> [YOUR TASK]: Quote the passage on Population Care Delivery word for word, between "Population Care Delivery (PCD)" and "have always had.", inclusive.

> [PASSAGE FOR REVIEW]:
-- Opening Marker --

Population Care Delivery: A New Care Model Innovative Healthcare Organizations

Population Care Delivery: A New Care Model Innovative Healthcare Organizations

Population Care Delivery (PCD) is a new healthcare delivery model taking shape at innovative healthcare organizations. PCD evolved as a response to the ineffectiveness of traditional primary and specialty care delivery models in meeting organizational commitments under Value-Based, Accountable Care, and Risk-Sharing (VBARS) Agreements. In a VBARS environment, healthcare organizations have accountability for population-level clinical and financial outcomes in addition to the patient-level responsibility that they have always had.

-- Closing Marker --

> [DATA]:

-- Opening Marker --

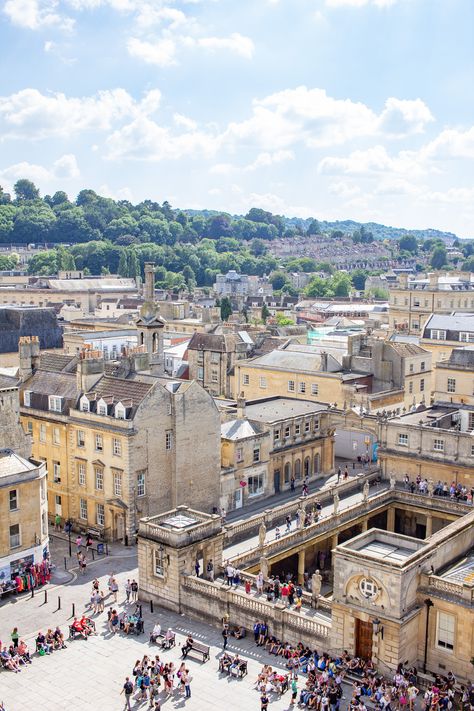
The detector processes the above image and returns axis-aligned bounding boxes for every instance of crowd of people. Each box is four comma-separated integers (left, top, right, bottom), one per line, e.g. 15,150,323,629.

120,654,192,710
0,627,66,672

-- Closing Marker --

> [TASK SOLUTION]:
Population Care Delivery (PCD) is a new healthcare delivery model taking shape at innovative healthcare organizations. PCD evolved as a response to the ineffectiveness of traditional primary and specialty care delivery models in meeting organizational commitments under Value-Based, Accountable Care, and Risk-Sharing (VBARS) Agreements. In a VBARS environment, healthcare organizations have accountability for population-level clinical and financial outcomes in addition to the patient-level responsibility that they have always had.